Dataset -
____________________

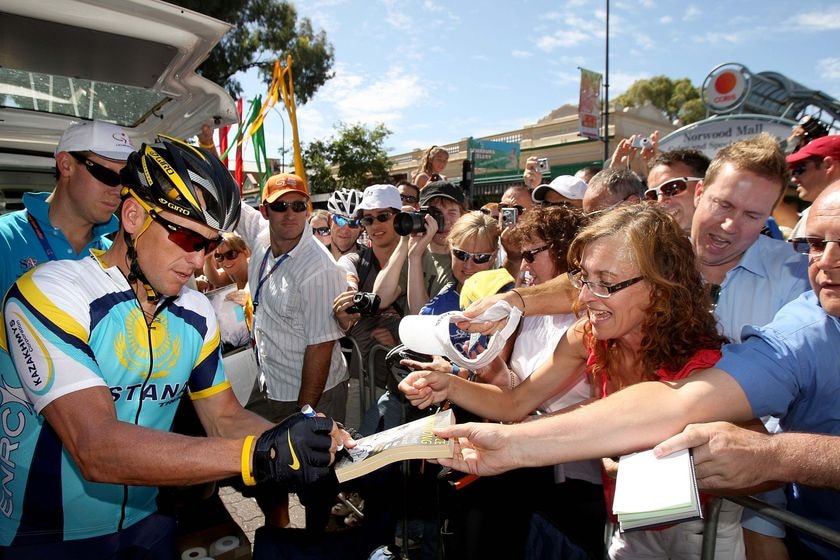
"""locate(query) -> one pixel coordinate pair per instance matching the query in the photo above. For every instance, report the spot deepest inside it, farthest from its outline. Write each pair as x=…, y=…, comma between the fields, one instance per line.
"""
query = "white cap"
x=564, y=185
x=103, y=139
x=380, y=196
x=429, y=334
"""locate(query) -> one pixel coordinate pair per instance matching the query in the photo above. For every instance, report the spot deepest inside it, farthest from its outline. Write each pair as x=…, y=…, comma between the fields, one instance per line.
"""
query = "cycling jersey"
x=72, y=325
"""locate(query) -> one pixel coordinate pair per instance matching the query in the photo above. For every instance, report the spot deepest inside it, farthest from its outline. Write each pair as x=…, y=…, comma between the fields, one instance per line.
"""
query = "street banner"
x=589, y=106
x=489, y=154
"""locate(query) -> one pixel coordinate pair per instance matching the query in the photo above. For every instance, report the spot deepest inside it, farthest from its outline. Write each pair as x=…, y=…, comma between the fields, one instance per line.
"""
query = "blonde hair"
x=474, y=224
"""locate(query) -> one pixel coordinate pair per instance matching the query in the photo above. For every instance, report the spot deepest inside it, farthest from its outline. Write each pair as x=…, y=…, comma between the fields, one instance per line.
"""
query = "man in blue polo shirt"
x=79, y=213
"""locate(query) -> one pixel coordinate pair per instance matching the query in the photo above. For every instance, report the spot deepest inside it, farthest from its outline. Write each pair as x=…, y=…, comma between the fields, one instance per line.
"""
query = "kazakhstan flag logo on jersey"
x=132, y=346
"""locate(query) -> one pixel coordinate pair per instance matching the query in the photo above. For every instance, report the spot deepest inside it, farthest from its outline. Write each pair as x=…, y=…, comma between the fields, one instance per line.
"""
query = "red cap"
x=821, y=147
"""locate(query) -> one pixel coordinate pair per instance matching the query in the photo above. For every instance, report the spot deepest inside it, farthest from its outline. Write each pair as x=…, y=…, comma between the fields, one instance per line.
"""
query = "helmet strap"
x=135, y=273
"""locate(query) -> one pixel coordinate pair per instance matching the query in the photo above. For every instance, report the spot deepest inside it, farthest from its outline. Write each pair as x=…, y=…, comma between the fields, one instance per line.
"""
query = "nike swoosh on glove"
x=295, y=452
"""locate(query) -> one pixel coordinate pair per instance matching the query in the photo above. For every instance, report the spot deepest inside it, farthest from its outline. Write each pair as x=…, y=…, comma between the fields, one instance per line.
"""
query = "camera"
x=365, y=303
x=641, y=142
x=509, y=217
x=406, y=223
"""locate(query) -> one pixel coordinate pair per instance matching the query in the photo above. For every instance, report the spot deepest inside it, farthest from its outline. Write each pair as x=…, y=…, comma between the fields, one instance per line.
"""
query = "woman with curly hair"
x=431, y=166
x=644, y=315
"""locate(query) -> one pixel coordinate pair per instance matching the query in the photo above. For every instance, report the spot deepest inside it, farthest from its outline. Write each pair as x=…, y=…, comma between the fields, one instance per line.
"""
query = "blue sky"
x=434, y=72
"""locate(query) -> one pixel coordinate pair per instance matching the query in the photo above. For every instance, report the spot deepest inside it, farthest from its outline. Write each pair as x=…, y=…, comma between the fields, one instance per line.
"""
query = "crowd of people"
x=660, y=304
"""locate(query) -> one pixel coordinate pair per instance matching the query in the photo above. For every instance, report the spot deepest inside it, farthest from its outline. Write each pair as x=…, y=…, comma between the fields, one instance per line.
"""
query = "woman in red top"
x=644, y=315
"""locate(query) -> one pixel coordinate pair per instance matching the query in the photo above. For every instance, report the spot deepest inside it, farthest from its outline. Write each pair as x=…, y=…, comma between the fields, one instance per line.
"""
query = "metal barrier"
x=764, y=509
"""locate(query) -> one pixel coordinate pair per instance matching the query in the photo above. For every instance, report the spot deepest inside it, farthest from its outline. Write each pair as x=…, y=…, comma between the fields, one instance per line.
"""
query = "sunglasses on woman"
x=342, y=221
x=669, y=188
x=382, y=217
x=185, y=238
x=477, y=258
x=228, y=255
x=99, y=172
x=297, y=206
x=529, y=256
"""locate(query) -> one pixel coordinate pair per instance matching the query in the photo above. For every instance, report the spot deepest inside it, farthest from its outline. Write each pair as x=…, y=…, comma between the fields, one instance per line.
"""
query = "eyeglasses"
x=342, y=221
x=99, y=172
x=477, y=258
x=811, y=245
x=229, y=255
x=560, y=203
x=297, y=206
x=382, y=217
x=669, y=188
x=600, y=290
x=801, y=168
x=529, y=256
x=185, y=238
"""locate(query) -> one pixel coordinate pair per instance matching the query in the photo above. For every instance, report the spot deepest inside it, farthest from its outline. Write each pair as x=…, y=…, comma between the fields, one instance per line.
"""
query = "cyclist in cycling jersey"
x=104, y=347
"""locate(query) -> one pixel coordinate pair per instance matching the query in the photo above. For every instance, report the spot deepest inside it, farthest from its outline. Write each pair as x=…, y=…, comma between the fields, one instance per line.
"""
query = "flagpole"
x=607, y=89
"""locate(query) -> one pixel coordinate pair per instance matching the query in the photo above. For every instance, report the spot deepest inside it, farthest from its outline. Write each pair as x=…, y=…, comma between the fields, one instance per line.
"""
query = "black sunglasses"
x=478, y=258
x=529, y=256
x=99, y=172
x=382, y=217
x=185, y=238
x=229, y=255
x=343, y=221
x=297, y=206
x=670, y=188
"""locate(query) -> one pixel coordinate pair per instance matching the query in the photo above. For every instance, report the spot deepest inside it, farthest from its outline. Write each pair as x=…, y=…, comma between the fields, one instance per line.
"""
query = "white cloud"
x=561, y=39
x=827, y=19
x=829, y=68
x=692, y=12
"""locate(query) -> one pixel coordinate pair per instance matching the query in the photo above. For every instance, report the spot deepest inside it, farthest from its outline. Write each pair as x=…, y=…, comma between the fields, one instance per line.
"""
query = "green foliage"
x=678, y=99
x=356, y=154
x=263, y=31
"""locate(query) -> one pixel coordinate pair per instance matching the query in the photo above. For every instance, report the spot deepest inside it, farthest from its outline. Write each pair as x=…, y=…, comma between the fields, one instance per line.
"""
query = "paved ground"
x=246, y=512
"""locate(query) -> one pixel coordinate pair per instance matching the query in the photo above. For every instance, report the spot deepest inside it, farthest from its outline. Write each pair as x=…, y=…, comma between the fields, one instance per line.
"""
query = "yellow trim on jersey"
x=210, y=391
x=38, y=300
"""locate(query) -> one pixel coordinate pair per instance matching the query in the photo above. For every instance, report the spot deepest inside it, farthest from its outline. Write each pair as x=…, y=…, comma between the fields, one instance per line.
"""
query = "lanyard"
x=39, y=233
x=283, y=257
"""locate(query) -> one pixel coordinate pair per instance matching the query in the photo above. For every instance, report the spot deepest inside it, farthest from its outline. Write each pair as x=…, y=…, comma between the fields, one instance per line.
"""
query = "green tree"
x=263, y=31
x=353, y=158
x=678, y=99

____________________

Problem description - Render every line of the rows above as a Markdown table with two columns, Number and Line, numbering the lines in order and omitting blank lines. Leave the pictures out of the table.

Worked solution -
| Number | Line |
|---|---|
| 1 | """locate(query) -> one pixel coordinate pair per instance matching the query in the photo above. For every instance, report the spot deepest inside it, farthest from its outline. Write each pair as x=…, y=…, comma between the fields, one instance per line. |
| 2 | """ |
| 3 | query = "white cap" |
| 4 | x=564, y=185 |
| 5 | x=103, y=139 |
| 6 | x=380, y=196 |
| 7 | x=429, y=334 |
| 8 | """locate(query) -> one pixel coordinate pair per instance matching the query in the photo above. For every instance, report the spot deepest inside it, farthest from its outline. Write each pair as x=…, y=…, comma between the fields, one instance per line. |
| 9 | """ |
| 10 | query = "cycling jersey" |
| 11 | x=72, y=325 |
| 12 | """locate(query) -> one pixel coordinate pair per instance matching the query in the photo above. For every instance, report the spot deepest inside it, farthest from its outline. Write each pair as x=…, y=…, comma between the fields, one instance per line. |
| 13 | """ |
| 14 | query = "street banner" |
| 15 | x=589, y=106 |
| 16 | x=489, y=154 |
| 17 | """locate(query) -> one pixel coordinate pair per instance matching the query in the photo above. For every instance, report the spot deepest inside it, farthest from its outline. Write each pair as x=…, y=…, comma between the fields, one instance per line. |
| 18 | """ |
| 19 | query = "blonde hair" |
| 20 | x=474, y=224 |
| 21 | """locate(query) -> one pixel coordinate pair per instance matching the query in the photo above. For every instance, report the spot deepest inside it, farthest from its outline. Write each pair as x=…, y=…, comma between the fields, one instance per line. |
| 22 | """ |
| 23 | query = "man in blue polo shirt" |
| 24 | x=79, y=213 |
| 25 | """locate(query) -> one pixel coordinate pair per instance matching the query in the photo above. For every instance, report the spot deepest inside it, farthest from its outline. Write each pair as x=…, y=…, comma between the fields, one instance per line. |
| 26 | """ |
| 27 | query = "kazakhstan flag logo on jersey" |
| 28 | x=132, y=346 |
| 29 | """locate(query) -> one pixel coordinate pair per instance matching the query in the photo above. For every instance, report the spot deepest inside it, farthest from its outline. Write each pair as x=…, y=…, comma between the fields, one instance per line. |
| 30 | """ |
| 31 | query = "red cap" |
| 32 | x=821, y=147 |
| 33 | """locate(query) -> one pixel coordinate pair per instance matching the query in the photo above. For every instance, report the spot deepest inside it, farthest from its outline. Write each pair as x=…, y=…, comma between the fields, one instance per line. |
| 34 | """ |
| 35 | query = "helmet strap" |
| 36 | x=135, y=273 |
| 37 | """locate(query) -> one pixel coordinate pair per instance matching the query in the photo above. For every instance, report the spot deepest inside it, farthest from its outline. Write each pair as x=…, y=…, comma between the fields, one instance per line. |
| 38 | """ |
| 39 | query = "nike swoosh on glove" |
| 40 | x=295, y=452 |
| 41 | """locate(query) -> one pixel coordinate pair per instance matching the query in the photo above. For every instance, report the spot deepest inside it, farthest from its outline. Write each pair as x=…, y=…, comma between the fields, one instance per line. |
| 42 | """ |
| 43 | query = "camera" |
| 44 | x=365, y=303 |
| 45 | x=641, y=142 |
| 46 | x=509, y=217 |
| 47 | x=406, y=223 |
| 48 | """locate(query) -> one pixel coordinate pair per instance matching the query in the photo above. For every instance, report the spot deepest inside it, farthest from its outline. Write each pair as x=…, y=…, comma between the fields, one instance per line. |
| 49 | """ |
| 50 | query = "woman with curly hair" |
| 51 | x=431, y=166 |
| 52 | x=644, y=315 |
| 53 | """locate(query) -> one pixel coordinate pair per instance matching the query in the photo above. For every instance, report the spot deepest inside it, farthest from its outline. Write each pair as x=…, y=…, comma between the fields, one instance per line. |
| 54 | """ |
| 55 | query = "blue sky" |
| 56 | x=434, y=72 |
| 57 | """locate(query) -> one pixel coordinate pair per instance matching the query in the photo above. For every instance, report the spot deepest inside it, farthest from its outline. Write each pair as x=…, y=…, comma between the fields, one instance per line. |
| 58 | """ |
| 59 | query = "crowd of people" |
| 60 | x=660, y=304 |
| 61 | """locate(query) -> one pixel coordinate pair per instance matching the query in the photo above. For every instance, report the spot deepest inside it, farthest from its outline. Write each pair as x=…, y=…, comma between the fields, one instance per line. |
| 62 | """ |
| 63 | query = "woman in red top" |
| 64 | x=644, y=315 |
| 65 | """locate(query) -> one pixel coordinate pair per instance matching the query in the photo above. For every instance, report the spot deepest inside it, farthest from its outline. Write each pair as x=…, y=…, comma between the fields, one instance per line. |
| 66 | """ |
| 67 | query = "metal barrier" |
| 68 | x=764, y=509 |
| 69 | """locate(query) -> one pixel coordinate pair per instance matching the query in the photo above. For every instance, report the spot deepest inside it, farthest from its outline. Write each pair as x=…, y=…, comma between the fields, one instance per line. |
| 70 | """ |
| 71 | query = "sunglasses on woman" |
| 72 | x=342, y=221 |
| 73 | x=669, y=188 |
| 74 | x=382, y=217 |
| 75 | x=185, y=238 |
| 76 | x=477, y=258 |
| 77 | x=228, y=255 |
| 78 | x=99, y=172 |
| 79 | x=297, y=206 |
| 80 | x=529, y=256 |
| 81 | """locate(query) -> one pixel coordinate pair per instance matching the query in the photo above. For every instance, report the spot deepest inside it, farthest from its outline. Write each pair as x=…, y=…, comma between the fields, one instance per line. |
| 82 | """ |
| 83 | query = "eyeglasses" |
| 84 | x=342, y=221 |
| 85 | x=99, y=172 |
| 86 | x=477, y=258 |
| 87 | x=811, y=245 |
| 88 | x=229, y=255 |
| 89 | x=560, y=203 |
| 90 | x=297, y=206 |
| 91 | x=382, y=217 |
| 92 | x=669, y=188 |
| 93 | x=600, y=290 |
| 94 | x=801, y=168 |
| 95 | x=529, y=256 |
| 96 | x=185, y=238 |
| 97 | """locate(query) -> one pixel coordinate pair per instance matching the query in the photo above. For every instance, report the spot deepest inside it, farthest from its outline. Write each pair as x=…, y=…, comma between the fields, one instance per line. |
| 98 | """ |
| 99 | query = "cyclist in cycling jersey" |
| 100 | x=104, y=347 |
| 101 | """locate(query) -> one pixel coordinate pair per instance matching the query in the photo above. For every instance, report the spot deepest inside it, farthest from its outline. Write each pair as x=…, y=…, comma between the fields, one instance per line. |
| 102 | """ |
| 103 | query = "flagpole" |
| 104 | x=607, y=89 |
| 105 | """locate(query) -> one pixel coordinate pair per instance matching the query in the photo above. For every instance, report the spot deepest inside it, farthest from its outline. Write each pair as x=…, y=…, comma between the fields, one instance per line. |
| 106 | """ |
| 107 | query = "black sunglasses" |
| 108 | x=478, y=258 |
| 109 | x=529, y=256 |
| 110 | x=99, y=172 |
| 111 | x=382, y=217 |
| 112 | x=185, y=238 |
| 113 | x=229, y=255 |
| 114 | x=343, y=221 |
| 115 | x=297, y=206 |
| 116 | x=670, y=188 |
| 117 | """locate(query) -> one pixel coordinate pair per instance matching the query in the photo above. For every instance, report the spot deepest inside it, farthest from its outline. Write each pair as x=…, y=…, comma between the fields, one instance per line. |
| 118 | """ |
| 119 | query = "white cloud" |
| 120 | x=561, y=39 |
| 121 | x=827, y=19 |
| 122 | x=829, y=68 |
| 123 | x=692, y=12 |
| 124 | """locate(query) -> one pixel coordinate pair per instance matching the query in the photo above. For every instance, report the spot deepest inside it, farthest from its outline. Write each pair as x=…, y=…, comma between the fields, one instance per line. |
| 125 | """ |
| 126 | query = "green foliage" |
| 127 | x=678, y=99 |
| 128 | x=356, y=154 |
| 129 | x=263, y=31 |
| 130 | """locate(query) -> one pixel coordinate pair per instance matching the query in the photo above. For every instance, report the spot deepest inside it, farthest from its outline. Write each pair as x=…, y=…, comma between the fields, one instance per line. |
| 131 | """ |
| 132 | query = "paved ground" |
| 133 | x=246, y=512 |
| 134 | """locate(query) -> one pixel coordinate pair per instance matching the query in the photo above. For every instance, report the spot deepest inside it, farthest from its outline. Write each pair as x=…, y=…, comma between the fields, one instance per line. |
| 135 | """ |
| 136 | query = "yellow trim on jersey" |
| 137 | x=210, y=391 |
| 138 | x=38, y=300 |
| 139 | """locate(query) -> one pixel coordinate pair per instance matching the query in the photo above. For every instance, report the spot deepest inside it, farthest from its outline. Write each pair as x=…, y=…, comma between the fields, one instance per line. |
| 140 | """ |
| 141 | query = "lanyard" |
| 142 | x=39, y=233 |
| 143 | x=283, y=257 |
| 144 | """locate(query) -> one pixel coordinate pair per instance matching the query in the photo above. For every instance, report the spot deepest inside it, farthest from its outline. Write each pair as x=…, y=…, comma between the fields, one instance per line. |
| 145 | """ |
| 146 | query = "green tree" |
| 147 | x=263, y=31 |
| 148 | x=353, y=158 |
| 149 | x=678, y=99 |